::: Dataset content :::

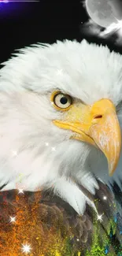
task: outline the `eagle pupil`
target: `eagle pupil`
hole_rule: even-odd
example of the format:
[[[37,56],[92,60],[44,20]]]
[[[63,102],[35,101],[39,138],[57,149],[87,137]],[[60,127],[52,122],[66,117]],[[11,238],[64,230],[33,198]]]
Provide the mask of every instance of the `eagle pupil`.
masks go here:
[[[60,102],[61,102],[61,104],[64,104],[64,105],[65,105],[65,104],[67,103],[68,99],[67,99],[65,97],[62,97],[62,98],[61,98]]]

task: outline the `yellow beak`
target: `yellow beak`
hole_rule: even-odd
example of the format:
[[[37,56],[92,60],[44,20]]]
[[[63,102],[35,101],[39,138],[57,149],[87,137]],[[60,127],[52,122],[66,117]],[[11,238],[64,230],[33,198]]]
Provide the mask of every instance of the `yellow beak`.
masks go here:
[[[113,174],[121,150],[121,131],[110,100],[101,99],[92,106],[83,103],[72,106],[64,121],[53,122],[59,128],[74,132],[72,139],[98,147],[107,158],[109,176]]]

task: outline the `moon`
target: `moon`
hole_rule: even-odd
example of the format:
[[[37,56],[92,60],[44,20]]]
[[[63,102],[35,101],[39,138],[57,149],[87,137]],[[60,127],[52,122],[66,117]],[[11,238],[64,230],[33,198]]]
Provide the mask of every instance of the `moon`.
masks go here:
[[[85,5],[91,20],[101,27],[122,20],[121,0],[86,0]]]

:::

Rewrite all three entries with every "masks go here" replaced by "outlines go here" and everything else unchanged. Leave the pictures out.

**Task response:**
task: outline the `eagle pupil`
target: `eagle pupil`
hole_rule: even-odd
example of the format:
[[[37,56],[92,60],[44,20]]]
[[[63,102],[35,101],[39,138],[57,149],[87,137]],[[60,127],[52,122],[66,117]],[[11,238],[64,230],[33,198]]]
Provide the mask of every instance of the `eagle pupil`.
outlines go here:
[[[60,102],[61,102],[61,104],[64,104],[64,105],[65,105],[65,104],[67,103],[68,99],[67,99],[65,97],[62,97],[62,98],[61,98]]]

task: outline the `yellow beak`
target: `yellow beak`
hole_rule: even-odd
example of the format:
[[[37,56],[92,60],[44,20]]]
[[[63,102],[35,101],[39,138],[57,149],[87,137]],[[60,127],[52,122],[66,117]],[[11,238],[64,230],[33,198]]]
Provide the mask of every instance of the `yellow beak`.
outlines go here:
[[[113,174],[121,150],[121,131],[110,100],[101,99],[92,106],[83,103],[72,106],[64,121],[53,122],[59,128],[74,132],[72,139],[98,147],[107,158],[109,176]]]

task: outline the `moon`
target: `moon`
hole_rule: even-odd
example of the format:
[[[37,56],[92,60],[44,20]]]
[[[63,102],[35,101],[39,138],[57,149],[87,137]],[[60,127],[52,122],[66,117]],[[11,238],[64,230],[33,198]]]
Provide the mask of every instance of the `moon`.
outlines go here:
[[[85,5],[91,20],[101,27],[122,20],[121,0],[86,0]]]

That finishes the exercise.